* _Input records_:
★ ★ ★ ★

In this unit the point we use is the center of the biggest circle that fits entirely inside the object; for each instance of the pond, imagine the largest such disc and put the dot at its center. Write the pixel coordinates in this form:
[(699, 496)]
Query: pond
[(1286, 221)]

★ ★ ★ ★

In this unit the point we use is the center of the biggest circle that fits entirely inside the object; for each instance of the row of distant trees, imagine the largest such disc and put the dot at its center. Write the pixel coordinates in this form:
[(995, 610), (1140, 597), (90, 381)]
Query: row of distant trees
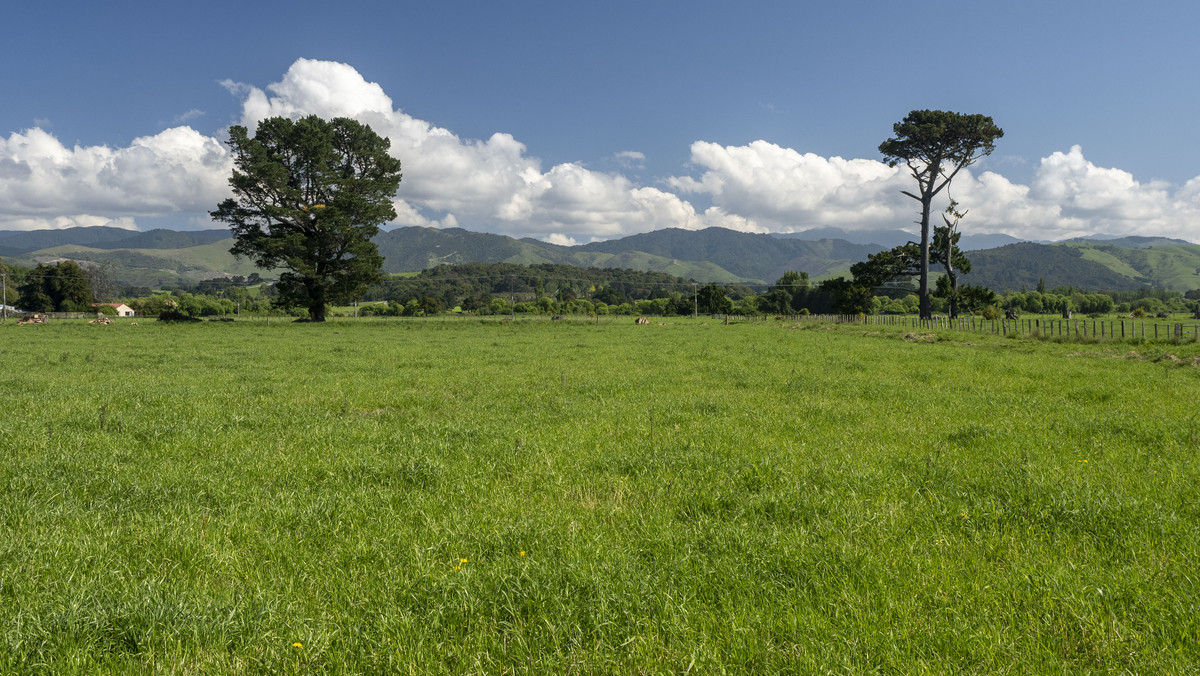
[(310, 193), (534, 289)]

★ ★ ★ ★

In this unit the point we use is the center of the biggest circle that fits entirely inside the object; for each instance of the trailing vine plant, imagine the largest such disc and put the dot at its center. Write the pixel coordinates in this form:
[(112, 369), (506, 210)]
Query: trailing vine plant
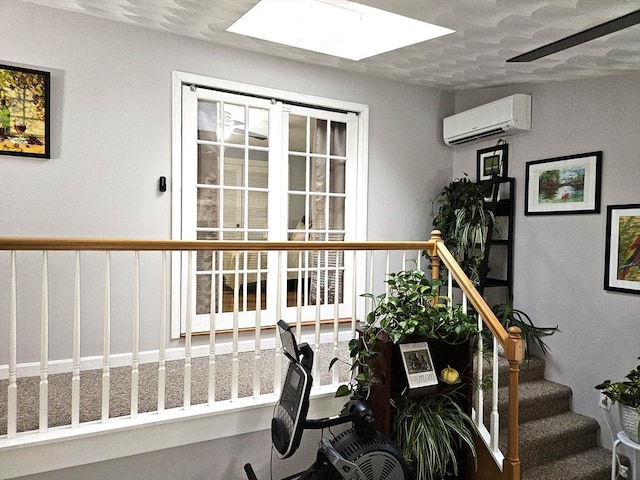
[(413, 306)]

★ ★ ★ ★

Rewrite the records starting with the line with "of the trailing" and going on through the line with "[(413, 306)]", swapping "dot" for "mark" and leaving everything else as it is. Give only those lines, and leave out the pictures.

In this unit the point we use is the center of the biggest circle that fits entirely inside the object; for each instance of the trailing vine plant, imagine the largest such disc and put the mark at its center. Write the pixel coordinates in this form:
[(112, 369), (506, 210)]
Query: trailing vine plant
[(413, 306)]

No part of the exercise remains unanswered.